Abstract
Purpose of review
Ischemia and reperfusion injuries occur in multiple clinical settings and contribute to organ dysfunction/failures. Despite the innate inflammatory immune nature, T cells are critically involved in the pathogenesis of IRI, which includes not only CD4+ T cells, but also CD8+ and γδ T cells. This review focuses on questions of how putative Ag-specific T cells are involved, which include whether they function in Ag-dependent manner; how they function, cytokine- or costimulatory molecule-mediated mechanisms; and whether different T cell subsets, Th1, Th17, Treg, are all involved and play distinctive roles?
Recent findings
Specific T cell populations, such as effector memory CD4 T cells, promote inflammatory immune activation by IR independent of their adaptive properties, i.e., Ag-independent. They function by secreting cytokines and expressing costimulatory molecules to either promote or inhibit innate immune activation or facilitate tissue repair/homeostasis, as exemplified by Th1, Th17 or Th2, Treg cells respectively.
Summary
T cell targeted therapies need to be refined with strategies to maximally eliminate the pro-inflammatory but spare the anti-inflammatory/immune regulatory properties of T cells, for future clinical application to ameliorate IRI.
Keywords: Ischemia reperfusion injury, Innate immune activation, T cells, Th1, Th17, Treg, IL-17
T cells are critical in IRI of multiple organ types
Our understanding of T cells as important mediators of organ IRI comes from three lines of observations. Immune suppressive agents, such as FK506, Mycophenolate mofetil and FTY720, which were developed initially to target T cells to prolong allograft survival, were effective to protect organs from IRI in syngeneic transplant models or non-transplant models of both cold and/or warm IRI. Second, the costimulation blockade, which again targets T cells to inhibit their activation, has been shown to attenuate IRI of multiple organs. Direct evidence of T cell functions in IRI was presented in studies of T cell deficient animals using either gene KO animals or T-cell specific depleting mAbs, in combination with adaptive transfer of purified T cell subsets. The role of T cells in tissue IRI was not limited to certain organs. Initially identified in livers and kidneys, direct documentations of T cell function are now presentated in heart, brain and limb models with variations in kinetics (hours to days post reperfusion) and cell types (CD4 vs. CD8) [1-6]. Thus, T cells, particularly the CD4 subset, are unequivocally key mediators in the pathogenesis of IRI.

______________________________

### PROBLEM A
Please set down the passage of the review on T cells in ischemia reperfusion injury word for word, starting with "Recent findings" and going on through "to ameliorate IRI.".
### PROBLEM B
Take the review on T cells in ischemia reperfusion injury further, picking up after its final sentence.

### SUPPLIED DATA
______________________________

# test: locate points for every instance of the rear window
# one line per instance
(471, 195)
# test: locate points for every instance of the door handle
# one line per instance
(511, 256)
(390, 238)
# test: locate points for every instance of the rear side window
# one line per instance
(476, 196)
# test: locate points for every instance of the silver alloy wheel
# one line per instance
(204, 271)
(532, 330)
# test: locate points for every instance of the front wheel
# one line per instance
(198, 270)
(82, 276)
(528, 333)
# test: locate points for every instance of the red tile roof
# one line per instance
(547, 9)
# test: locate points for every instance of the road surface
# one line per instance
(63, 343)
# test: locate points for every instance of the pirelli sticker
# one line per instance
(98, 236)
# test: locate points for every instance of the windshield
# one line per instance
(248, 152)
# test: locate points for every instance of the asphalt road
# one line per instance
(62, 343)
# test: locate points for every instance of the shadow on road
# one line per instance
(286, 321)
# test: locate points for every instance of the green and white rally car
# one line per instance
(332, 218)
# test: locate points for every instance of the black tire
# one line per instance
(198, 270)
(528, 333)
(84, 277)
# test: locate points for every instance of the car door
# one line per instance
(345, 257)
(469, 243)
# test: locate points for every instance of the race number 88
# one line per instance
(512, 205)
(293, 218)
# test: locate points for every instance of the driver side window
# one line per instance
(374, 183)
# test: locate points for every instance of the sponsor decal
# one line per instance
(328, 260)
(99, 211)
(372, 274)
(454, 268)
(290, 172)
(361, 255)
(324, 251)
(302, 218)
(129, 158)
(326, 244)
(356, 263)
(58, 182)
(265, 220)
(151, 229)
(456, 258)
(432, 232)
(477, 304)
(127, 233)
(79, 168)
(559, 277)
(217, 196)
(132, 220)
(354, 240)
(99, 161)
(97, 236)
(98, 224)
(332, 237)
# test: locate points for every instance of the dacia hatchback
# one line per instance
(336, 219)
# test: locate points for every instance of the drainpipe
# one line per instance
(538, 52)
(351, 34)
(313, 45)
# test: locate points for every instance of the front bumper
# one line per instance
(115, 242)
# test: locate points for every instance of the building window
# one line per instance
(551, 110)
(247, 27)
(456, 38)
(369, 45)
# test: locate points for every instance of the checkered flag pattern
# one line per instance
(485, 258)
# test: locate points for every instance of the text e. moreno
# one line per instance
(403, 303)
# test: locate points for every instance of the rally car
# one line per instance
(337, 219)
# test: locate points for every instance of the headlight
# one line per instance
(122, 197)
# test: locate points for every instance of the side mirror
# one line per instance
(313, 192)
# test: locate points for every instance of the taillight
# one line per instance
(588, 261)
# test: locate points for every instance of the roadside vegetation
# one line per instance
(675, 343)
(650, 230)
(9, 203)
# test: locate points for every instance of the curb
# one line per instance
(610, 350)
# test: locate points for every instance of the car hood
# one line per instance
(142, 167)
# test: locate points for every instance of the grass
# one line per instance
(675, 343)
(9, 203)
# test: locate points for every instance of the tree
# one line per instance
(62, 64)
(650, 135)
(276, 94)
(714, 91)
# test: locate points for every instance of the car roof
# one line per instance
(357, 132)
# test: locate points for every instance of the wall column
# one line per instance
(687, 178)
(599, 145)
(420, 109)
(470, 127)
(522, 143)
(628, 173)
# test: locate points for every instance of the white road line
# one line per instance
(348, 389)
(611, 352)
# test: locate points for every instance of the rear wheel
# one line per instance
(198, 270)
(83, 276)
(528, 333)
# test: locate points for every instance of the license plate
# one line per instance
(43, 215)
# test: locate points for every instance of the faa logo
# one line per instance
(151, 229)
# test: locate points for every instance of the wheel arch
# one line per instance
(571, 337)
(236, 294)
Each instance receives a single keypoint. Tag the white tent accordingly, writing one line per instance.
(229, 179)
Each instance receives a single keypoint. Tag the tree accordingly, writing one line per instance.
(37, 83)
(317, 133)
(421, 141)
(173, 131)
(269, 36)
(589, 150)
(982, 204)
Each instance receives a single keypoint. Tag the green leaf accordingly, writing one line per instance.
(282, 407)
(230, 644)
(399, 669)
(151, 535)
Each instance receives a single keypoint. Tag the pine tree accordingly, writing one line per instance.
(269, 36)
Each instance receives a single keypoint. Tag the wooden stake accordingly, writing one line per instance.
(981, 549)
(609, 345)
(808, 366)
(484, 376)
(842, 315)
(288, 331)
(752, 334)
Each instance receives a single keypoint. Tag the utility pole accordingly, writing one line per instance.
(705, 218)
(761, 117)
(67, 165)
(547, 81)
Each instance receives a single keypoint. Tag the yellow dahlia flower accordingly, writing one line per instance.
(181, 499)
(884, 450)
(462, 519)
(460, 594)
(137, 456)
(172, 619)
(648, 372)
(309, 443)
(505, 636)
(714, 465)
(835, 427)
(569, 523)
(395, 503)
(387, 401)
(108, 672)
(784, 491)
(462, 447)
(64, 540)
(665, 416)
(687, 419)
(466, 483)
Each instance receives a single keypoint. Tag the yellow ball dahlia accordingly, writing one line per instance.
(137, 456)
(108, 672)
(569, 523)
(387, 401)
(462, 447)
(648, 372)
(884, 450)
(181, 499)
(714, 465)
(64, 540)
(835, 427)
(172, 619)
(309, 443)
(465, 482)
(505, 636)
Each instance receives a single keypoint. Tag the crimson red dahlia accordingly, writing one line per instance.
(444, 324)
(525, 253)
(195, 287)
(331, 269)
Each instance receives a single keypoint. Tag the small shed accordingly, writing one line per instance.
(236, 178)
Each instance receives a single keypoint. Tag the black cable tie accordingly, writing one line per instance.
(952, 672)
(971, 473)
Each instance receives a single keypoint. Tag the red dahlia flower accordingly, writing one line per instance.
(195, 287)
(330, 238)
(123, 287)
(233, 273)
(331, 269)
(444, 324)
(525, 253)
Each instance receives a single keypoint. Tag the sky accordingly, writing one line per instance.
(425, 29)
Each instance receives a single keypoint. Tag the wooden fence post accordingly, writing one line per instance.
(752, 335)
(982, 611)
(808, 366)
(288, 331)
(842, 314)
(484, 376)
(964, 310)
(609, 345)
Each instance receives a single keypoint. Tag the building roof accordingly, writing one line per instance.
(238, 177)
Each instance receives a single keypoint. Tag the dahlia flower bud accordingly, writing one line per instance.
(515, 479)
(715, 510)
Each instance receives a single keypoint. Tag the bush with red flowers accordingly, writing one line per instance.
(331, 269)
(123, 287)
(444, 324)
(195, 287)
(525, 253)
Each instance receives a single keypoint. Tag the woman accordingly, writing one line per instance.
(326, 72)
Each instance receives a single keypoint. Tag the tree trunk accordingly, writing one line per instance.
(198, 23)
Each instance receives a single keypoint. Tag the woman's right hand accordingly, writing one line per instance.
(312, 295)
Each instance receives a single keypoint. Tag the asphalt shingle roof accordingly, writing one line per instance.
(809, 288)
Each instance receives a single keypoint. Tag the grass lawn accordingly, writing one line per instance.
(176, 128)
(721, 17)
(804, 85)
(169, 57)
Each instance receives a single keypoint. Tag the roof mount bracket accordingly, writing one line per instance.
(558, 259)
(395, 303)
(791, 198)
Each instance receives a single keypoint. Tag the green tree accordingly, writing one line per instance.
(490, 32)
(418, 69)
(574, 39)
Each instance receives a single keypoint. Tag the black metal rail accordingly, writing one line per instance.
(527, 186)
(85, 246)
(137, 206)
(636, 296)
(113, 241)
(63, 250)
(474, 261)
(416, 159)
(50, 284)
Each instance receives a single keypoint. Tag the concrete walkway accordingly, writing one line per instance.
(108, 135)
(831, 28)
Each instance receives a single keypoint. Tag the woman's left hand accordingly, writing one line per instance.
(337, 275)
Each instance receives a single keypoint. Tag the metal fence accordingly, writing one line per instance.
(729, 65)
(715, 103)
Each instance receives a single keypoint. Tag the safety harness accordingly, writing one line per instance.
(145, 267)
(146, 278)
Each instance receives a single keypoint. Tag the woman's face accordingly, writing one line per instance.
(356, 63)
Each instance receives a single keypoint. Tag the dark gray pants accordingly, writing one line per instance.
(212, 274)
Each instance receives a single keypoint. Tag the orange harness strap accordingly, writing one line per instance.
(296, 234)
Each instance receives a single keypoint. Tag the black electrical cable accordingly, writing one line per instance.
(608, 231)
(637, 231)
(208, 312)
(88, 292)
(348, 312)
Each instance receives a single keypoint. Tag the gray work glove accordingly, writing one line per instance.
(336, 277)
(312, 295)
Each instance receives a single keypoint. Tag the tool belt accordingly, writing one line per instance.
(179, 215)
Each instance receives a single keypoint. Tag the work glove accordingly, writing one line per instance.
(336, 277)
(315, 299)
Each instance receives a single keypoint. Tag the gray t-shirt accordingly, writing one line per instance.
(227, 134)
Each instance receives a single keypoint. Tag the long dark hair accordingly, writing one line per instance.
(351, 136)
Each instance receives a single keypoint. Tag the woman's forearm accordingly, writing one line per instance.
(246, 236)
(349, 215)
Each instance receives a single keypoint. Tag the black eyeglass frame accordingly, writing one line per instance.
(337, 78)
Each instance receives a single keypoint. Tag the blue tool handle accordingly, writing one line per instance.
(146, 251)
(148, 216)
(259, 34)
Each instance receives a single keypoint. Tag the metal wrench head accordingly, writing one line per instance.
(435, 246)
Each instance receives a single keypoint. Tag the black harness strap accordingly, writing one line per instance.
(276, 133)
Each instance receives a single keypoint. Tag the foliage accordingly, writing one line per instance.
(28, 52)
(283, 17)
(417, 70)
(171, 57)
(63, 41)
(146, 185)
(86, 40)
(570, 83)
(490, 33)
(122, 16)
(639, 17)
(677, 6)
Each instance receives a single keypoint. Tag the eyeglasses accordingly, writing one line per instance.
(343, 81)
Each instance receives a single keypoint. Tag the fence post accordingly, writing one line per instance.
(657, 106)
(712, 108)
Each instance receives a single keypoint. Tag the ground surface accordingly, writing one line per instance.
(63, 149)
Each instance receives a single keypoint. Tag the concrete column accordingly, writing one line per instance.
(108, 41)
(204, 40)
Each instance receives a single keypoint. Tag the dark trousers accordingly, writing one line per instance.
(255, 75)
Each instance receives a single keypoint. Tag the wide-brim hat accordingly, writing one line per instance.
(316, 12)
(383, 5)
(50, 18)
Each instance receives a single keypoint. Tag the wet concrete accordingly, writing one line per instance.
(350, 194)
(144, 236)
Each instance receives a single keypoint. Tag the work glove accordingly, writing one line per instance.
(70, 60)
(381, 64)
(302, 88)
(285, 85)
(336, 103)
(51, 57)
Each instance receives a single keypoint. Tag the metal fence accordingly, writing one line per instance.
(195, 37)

______________________________

### WRITTEN REPLY A
Recent findings
Specific T cell populations, such as effector memory CD4 T cells, promote inflammatory immune activation by IR independent of their adaptive properties, i.e., Ag-independent. They function by secreting cytokines and expressing costimulatory molecules to either promote or inhibit innate immune activation or facilitate tissue repair/homeostasis, as exemplified by Th1, Th17 or Th2, Treg cells respectively.
Summary
T cell targeted therapies need to be refined with strategies to maximally eliminate the pro-inflammatory but spare the anti-inflammatory/immune regulatory properties of T cells, for future clinical application to ameliorate IRI.

### WRITTEN REPLY B
T cells are putatively Ag-specific adaptive immune cells and their activation requires at least two signaling: T cell receptors and co-stimulation molecules, such as CD28 or CD154. Meanwhile, tissue immune response against IR is an innate immune dominated inflammatory response which occurs immediately after reperfusion in the range of hours. Thus, de novo T cell activation from its naïve status is unlikely to complete within such short period of time. Furthermore, IR-triggered tissue inflammation can proceed in the absence of exogenous Ags, i.e., sterile inflammation, such as those in partial warm ischemia of livers and kidney or myocardial infarction. Thus, the first challenging question for us to understand T cell biology in IRI is how T cells are activated and exert their function in an immediate innate inflammatory setting without obvious “cognate” Ags.
Activated CD4 T cells exhibit various immune functions with distinctive phenotypes. Cytokine secretions, as the primary effector mechanism of these T cells are used to differentiate CD4 T cell subsets. IFN-g from Th1 cells and IL-17 from Th17 cells have been shown to promote inflammatory pathology, while IL-4/IL-13 from Th2 and IL-10 from Treg are capable of inhibiting/ resolving inflammation. Therefore, the second question pertinent to T cell biology in IRI is whether these different CD4 T cells are involved and what roles they play in the pathogenesis of IRI. In the following sections, we will update and discuss recent findings on these two issues in various organ IR models.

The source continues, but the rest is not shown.